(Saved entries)
════

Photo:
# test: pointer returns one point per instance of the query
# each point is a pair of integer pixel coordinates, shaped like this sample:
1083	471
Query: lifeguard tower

════

Goal ▸ Copy each of the items above word for word, keeping every line unchanged.

Completed task ▸
Photo:
# test: pointer returns one point per instance of the query
# each point is a pair of integer pixel coordinates, shaped like this sample:
1083	471
Query: lifeguard tower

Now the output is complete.